── Source records ──

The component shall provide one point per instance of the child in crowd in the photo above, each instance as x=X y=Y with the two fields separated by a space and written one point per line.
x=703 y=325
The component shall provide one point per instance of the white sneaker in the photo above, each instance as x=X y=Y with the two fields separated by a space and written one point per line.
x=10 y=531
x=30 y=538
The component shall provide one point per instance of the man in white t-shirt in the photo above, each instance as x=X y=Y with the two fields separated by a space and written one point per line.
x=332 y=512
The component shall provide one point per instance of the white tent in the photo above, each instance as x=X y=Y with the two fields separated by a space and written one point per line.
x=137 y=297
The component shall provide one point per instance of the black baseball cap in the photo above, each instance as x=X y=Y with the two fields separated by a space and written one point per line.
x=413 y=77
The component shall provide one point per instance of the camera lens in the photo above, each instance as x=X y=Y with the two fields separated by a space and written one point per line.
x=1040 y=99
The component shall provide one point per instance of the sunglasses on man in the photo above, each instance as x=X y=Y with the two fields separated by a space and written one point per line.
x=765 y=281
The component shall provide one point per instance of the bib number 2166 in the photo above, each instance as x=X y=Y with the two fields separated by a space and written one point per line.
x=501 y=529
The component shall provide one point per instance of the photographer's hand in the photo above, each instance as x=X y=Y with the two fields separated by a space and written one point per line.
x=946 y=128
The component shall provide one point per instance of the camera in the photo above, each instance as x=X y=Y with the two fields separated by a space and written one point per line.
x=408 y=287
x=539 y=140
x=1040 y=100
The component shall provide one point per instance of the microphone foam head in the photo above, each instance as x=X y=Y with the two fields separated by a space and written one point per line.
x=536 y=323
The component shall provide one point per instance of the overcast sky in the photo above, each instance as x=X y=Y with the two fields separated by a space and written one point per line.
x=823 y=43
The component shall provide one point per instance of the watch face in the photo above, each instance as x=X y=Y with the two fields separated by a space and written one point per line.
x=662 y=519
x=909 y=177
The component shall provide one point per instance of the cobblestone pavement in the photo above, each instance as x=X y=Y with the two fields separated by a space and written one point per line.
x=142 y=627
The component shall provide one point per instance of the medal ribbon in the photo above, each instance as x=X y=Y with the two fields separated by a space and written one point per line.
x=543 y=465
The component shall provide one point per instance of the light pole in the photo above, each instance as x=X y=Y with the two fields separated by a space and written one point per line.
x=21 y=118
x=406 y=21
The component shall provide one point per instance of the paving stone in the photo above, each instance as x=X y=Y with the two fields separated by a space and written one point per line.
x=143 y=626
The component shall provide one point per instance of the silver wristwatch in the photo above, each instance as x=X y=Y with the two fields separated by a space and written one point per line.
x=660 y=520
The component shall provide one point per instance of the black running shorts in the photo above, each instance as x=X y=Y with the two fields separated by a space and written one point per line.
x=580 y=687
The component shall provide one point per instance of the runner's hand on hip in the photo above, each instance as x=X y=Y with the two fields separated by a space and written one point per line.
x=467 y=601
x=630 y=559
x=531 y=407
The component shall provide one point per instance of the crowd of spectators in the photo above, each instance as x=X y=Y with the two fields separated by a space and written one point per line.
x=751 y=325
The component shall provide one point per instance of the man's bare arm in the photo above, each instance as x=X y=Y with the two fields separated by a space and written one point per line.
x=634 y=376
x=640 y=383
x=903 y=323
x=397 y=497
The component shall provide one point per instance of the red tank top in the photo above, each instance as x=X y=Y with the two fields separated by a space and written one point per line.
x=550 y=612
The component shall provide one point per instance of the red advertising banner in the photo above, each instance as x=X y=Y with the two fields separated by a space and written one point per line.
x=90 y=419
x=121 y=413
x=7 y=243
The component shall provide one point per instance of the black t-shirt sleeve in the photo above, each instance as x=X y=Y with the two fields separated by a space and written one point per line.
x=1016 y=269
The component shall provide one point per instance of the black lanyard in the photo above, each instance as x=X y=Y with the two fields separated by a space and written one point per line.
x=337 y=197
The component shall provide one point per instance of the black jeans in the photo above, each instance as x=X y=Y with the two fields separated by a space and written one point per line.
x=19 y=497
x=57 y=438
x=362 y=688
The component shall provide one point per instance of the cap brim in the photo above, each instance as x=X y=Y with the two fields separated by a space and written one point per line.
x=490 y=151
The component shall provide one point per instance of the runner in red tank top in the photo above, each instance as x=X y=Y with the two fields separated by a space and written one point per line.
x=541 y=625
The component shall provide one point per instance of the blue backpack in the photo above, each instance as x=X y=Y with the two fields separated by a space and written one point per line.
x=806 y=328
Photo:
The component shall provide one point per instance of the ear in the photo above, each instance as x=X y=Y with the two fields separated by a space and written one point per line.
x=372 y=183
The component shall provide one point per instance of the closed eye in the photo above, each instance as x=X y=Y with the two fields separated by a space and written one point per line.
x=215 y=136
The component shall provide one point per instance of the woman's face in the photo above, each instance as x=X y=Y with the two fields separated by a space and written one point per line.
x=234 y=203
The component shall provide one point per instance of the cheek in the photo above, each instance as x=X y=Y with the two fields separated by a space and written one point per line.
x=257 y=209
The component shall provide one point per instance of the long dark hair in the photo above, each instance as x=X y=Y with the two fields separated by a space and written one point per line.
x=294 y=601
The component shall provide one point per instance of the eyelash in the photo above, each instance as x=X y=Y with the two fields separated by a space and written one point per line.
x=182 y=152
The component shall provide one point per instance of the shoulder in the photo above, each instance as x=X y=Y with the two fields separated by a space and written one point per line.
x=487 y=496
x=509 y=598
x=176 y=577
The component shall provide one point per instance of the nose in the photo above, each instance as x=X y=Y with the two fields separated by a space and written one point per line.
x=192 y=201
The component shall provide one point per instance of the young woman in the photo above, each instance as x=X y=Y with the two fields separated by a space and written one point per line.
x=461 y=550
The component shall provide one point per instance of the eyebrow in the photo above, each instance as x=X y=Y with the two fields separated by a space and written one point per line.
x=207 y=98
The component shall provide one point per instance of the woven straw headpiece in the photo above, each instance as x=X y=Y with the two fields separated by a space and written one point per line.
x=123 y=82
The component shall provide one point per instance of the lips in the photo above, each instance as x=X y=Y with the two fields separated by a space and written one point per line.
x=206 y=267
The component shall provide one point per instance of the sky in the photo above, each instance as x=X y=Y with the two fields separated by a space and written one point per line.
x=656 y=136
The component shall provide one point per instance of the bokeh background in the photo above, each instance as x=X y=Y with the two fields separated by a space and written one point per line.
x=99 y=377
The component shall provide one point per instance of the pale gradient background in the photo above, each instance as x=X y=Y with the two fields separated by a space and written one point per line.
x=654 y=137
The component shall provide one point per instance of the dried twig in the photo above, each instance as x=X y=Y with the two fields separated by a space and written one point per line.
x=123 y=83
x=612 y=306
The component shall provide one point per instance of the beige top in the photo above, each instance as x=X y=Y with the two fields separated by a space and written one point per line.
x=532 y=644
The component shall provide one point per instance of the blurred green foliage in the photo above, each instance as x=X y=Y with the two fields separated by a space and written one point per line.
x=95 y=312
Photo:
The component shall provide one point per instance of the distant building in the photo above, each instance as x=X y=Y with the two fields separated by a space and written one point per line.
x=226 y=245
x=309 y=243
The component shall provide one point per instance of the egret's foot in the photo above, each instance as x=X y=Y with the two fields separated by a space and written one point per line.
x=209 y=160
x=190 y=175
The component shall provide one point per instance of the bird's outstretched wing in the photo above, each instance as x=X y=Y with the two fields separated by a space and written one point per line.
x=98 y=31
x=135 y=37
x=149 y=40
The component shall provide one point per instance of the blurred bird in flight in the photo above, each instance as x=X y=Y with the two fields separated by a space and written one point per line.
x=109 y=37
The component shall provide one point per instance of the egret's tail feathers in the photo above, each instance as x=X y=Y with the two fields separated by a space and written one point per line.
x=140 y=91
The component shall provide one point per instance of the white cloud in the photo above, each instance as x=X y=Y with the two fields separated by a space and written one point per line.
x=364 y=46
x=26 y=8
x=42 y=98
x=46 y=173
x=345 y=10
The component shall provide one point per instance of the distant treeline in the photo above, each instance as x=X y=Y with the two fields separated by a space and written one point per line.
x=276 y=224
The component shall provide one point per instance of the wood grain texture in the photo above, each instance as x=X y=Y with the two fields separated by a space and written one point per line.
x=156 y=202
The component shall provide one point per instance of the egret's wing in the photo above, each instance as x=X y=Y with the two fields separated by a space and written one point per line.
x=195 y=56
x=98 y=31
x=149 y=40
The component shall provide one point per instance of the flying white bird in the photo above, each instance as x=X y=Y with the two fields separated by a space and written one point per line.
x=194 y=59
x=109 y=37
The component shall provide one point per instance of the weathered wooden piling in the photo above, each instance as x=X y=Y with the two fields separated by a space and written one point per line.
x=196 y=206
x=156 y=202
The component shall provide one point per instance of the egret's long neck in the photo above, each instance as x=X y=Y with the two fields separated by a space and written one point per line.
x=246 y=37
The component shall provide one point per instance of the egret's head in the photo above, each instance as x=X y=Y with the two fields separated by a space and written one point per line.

───

▸ What you should do: Convert the stretch from the line containing "the black lanyard" through the line containing "x=234 y=203", both included, into a Markdown table with the columns Row and Item line. Number each row and leave out any blank lines.

▸ Solution for this task:
| Row | Item line |
|---|---|
| 1 | The component shall provide one point per instance of the black lanyard in the photo above, each instance as x=X y=Y with the two fields separated by a space and written one point per line. |
| 2 | x=337 y=197 |
| 3 | The component shall provide one point per instance of the black jeans in the photo above, each instance as x=X y=Y with the two fields separated by a space and written one point per line. |
| 4 | x=19 y=497 |
| 5 | x=57 y=438 |
| 6 | x=362 y=688 |
| 7 | The component shall provide one point per instance of the cap brim in the photo above, each instance as x=X y=Y with the two fields separated by a space and written one point per line. |
| 8 | x=490 y=151 |
| 9 | The component shall provide one point per instance of the runner in red tank top in the photo above, each instance as x=X y=Y with the two fields separated by a space and written one point per line. |
| 10 | x=541 y=625 |
| 11 | The component shall provide one point per instance of the blue backpack in the photo above, each instance as x=X y=Y with the two fields separated by a space and written one point per line. |
| 12 | x=806 y=328 |
| 13 | Photo: |
| 14 | The component shall provide one point per instance of the ear in the photo above, each instance as x=X y=Y with the two fields separated by a space and written one point per line. |
| 15 | x=372 y=183 |
| 16 | The component shall provide one point per instance of the closed eye in the photo above, each instance as x=X y=Y with the two fields separated by a space and written one point per line. |
| 17 | x=215 y=136 |
| 18 | The component shall provide one point per instance of the woman's face in the photo above, each instance as x=X y=Y with the two fields separated by a space and written one point per line. |
| 19 | x=234 y=203 |